■ **Énoncé 1**:
Traduisez en anglais cette phrase du passage sur le temple au matin : « Les petits bœufs qui ont amené nos chars errent à l’aventure dans l’enceinte, secouant leurs clochettes de bois. »

Au matin, le soleil se lève gaiement au-dessus de la forêt prochaine. Sur la longue avenue dallée qui mène au temple, c’est un va-et-vient incessant de bonzes chargés de besaces pour aller quêter dans les villages, de coolies portant de l’eau dans des bambous creux, de voyageurs, de pèlerins. Les petits bœufs qui ont amené nos chars errent à l’aventure dans l’enceinte, secouant leurs clochettes de bois. Ils s’arrêtent sous des portiques branlans, au pied de colonnes brisées et, indifférons à ces traces d’un passé mystérieux, paissent paisiblement les fougères et les lianes. De temps à autre, d’une des cases qu’habitent les prêtres, une prière s’élève encore, chantée d’une façon traînante, avec une voix nasillarde. Puis, cela s’arrête brusquement sans qu’on sache pourquoi. Et nous nous sentons loin, effroyablement loin, presque exilés dans ce paysage grandiose et dans cette vie simple que notre présence insolite ne semble point troubler.

■ **Énoncé 2**:
Remplacez « tugboat » par « harbor tug » dans les enregistrements, de la ligne contenant « Reviewer note. Confirm that each instance of the industrial » jusqu’à celle contenant « <point>674,436</point> » comprise. Redonnez uniquement ces lignes, sans rien changer d’autre.

Enregistrements bruts:
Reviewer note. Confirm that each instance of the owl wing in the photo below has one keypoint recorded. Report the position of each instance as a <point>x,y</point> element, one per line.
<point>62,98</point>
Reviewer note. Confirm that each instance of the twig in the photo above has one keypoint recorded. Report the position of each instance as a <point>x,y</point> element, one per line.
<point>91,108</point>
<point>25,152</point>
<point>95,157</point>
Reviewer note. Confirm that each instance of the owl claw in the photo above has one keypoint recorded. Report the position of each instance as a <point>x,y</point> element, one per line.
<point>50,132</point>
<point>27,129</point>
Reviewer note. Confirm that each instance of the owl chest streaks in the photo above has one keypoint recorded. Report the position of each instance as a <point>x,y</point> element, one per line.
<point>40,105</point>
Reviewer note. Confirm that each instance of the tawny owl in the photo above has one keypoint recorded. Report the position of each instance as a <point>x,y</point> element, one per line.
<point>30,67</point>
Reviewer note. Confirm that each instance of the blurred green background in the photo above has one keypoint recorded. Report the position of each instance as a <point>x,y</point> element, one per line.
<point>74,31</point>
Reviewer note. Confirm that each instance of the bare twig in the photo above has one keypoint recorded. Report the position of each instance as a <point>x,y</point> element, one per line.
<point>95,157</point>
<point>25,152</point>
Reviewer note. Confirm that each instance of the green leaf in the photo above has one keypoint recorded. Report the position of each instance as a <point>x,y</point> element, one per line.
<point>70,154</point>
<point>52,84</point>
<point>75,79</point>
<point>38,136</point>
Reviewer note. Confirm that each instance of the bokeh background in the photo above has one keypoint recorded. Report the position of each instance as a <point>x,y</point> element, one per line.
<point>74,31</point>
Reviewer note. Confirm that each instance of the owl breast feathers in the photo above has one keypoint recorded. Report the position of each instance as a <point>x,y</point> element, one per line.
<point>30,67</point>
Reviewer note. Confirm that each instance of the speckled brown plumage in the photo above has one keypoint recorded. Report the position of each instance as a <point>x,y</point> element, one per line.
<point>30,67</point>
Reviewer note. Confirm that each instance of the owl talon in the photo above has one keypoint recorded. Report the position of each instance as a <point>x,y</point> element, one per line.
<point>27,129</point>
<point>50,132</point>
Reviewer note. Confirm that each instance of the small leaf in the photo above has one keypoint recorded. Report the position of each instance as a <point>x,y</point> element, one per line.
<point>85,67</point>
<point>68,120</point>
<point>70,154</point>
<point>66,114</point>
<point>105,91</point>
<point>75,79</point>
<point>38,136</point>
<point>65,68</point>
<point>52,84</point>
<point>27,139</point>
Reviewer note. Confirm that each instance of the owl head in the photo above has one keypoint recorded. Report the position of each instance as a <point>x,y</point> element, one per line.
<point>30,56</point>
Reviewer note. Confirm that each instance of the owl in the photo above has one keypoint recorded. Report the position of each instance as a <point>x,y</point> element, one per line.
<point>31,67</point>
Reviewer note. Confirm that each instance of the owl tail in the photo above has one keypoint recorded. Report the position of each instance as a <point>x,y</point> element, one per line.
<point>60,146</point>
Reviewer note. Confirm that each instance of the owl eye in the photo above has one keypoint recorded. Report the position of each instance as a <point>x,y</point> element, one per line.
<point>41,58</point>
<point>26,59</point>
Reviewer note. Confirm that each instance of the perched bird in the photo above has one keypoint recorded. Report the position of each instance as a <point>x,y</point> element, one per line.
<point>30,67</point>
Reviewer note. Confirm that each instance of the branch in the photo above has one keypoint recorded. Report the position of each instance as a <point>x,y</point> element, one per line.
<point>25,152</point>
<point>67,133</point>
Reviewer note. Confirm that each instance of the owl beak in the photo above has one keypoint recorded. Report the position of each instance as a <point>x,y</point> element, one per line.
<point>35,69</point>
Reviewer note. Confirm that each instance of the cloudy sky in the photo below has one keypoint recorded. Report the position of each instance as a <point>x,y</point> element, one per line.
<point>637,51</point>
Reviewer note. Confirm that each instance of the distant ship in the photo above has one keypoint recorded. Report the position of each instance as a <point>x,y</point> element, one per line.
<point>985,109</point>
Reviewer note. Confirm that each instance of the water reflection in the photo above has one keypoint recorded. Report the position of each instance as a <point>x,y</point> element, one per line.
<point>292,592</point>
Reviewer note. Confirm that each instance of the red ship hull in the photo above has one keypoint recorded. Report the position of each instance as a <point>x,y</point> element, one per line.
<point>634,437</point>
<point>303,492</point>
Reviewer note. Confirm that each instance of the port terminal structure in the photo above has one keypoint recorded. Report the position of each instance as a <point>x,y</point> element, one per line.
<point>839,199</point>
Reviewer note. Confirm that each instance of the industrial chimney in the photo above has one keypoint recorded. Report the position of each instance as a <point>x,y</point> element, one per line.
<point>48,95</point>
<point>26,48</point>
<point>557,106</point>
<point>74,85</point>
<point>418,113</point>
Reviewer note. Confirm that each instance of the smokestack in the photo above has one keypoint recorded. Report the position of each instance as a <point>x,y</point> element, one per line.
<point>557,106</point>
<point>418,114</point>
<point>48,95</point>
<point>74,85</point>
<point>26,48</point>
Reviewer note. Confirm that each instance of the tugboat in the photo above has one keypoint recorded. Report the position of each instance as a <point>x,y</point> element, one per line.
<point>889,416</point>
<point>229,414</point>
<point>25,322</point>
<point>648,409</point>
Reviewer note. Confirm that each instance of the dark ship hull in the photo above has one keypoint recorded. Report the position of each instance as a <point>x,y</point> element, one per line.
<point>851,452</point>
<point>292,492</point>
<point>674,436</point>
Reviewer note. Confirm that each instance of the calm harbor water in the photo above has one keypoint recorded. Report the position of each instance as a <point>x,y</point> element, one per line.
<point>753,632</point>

■ **Résultat 1**:
The little oxen that brought our carts wander aimlessly within the enclosure, shaking their wooden bells.

■ **Résultat 2**:
Reviewer note. Confirm that each instance of the industrial chimney in the photo above has one keypoint recorded. Report the position of each instance as a <point>x,y</point> element, one per line.
<point>48,95</point>
<point>26,48</point>
<point>557,106</point>
<point>74,85</point>
<point>418,113</point>
Reviewer note. Confirm that each instance of the smokestack in the photo above has one keypoint recorded. Report the position of each instance as a <point>x,y</point> element, one per line.
<point>557,106</point>
<point>418,114</point>
<point>48,95</point>
<point>74,85</point>
<point>26,48</point>
Reviewer note. Confirm that each instance of the harbor tug in the photo above has one keypoint recorded. Report the position of each instance as a <point>x,y</point> element, one per line.
<point>889,416</point>
<point>229,414</point>
<point>25,322</point>
<point>648,409</point>
Reviewer note. Confirm that each instance of the dark ship hull in the photo above has one keypoint recorded. Report the position of each instance as a <point>x,y</point> element, one per line.
<point>851,452</point>
<point>292,492</point>
<point>674,436</point>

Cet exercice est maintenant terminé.